▶ Prompt: Every entry, exactly as given, must be retyped.

[Point localization data]
[Start of Attachment]

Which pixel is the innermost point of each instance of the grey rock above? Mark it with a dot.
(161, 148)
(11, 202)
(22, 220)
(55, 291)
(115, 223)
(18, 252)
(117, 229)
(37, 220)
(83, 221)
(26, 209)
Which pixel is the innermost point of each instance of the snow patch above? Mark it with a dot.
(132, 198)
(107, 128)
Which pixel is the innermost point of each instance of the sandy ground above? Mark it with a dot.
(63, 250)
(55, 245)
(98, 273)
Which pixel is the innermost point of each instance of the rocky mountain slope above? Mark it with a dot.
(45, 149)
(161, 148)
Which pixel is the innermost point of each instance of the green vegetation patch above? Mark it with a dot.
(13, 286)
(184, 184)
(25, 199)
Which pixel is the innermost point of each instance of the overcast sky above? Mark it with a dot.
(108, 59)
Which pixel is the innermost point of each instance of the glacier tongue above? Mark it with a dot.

[End of Attachment]

▶ Written solution:
Which pixel is the innermost point of each instance of the grey rock above? Mark it with a dot.
(161, 148)
(11, 202)
(22, 220)
(55, 291)
(115, 223)
(18, 252)
(117, 229)
(37, 220)
(83, 221)
(26, 209)
Which pixel is the innermost point of each instance of the snow patch above? Mark it with a dot.
(132, 198)
(107, 128)
Which pixel is the innermost point of each instance of the sandy ground above? Mark it with a dot.
(63, 250)
(55, 245)
(98, 273)
Which pixel is the innermost point of each instance of the rocky mountain slope above? Mark it with a dot.
(45, 149)
(161, 148)
Which pixel is the innermost point of each instance of the green vegetation patch above? Mark it with a dot.
(13, 286)
(184, 184)
(25, 199)
Which pixel is the innermost point of each instance of the overcast sky above? Mark it with a dot.
(108, 59)
Which pixel is the innermost point of each instance of the glacier tongue above? Mark it with a dot.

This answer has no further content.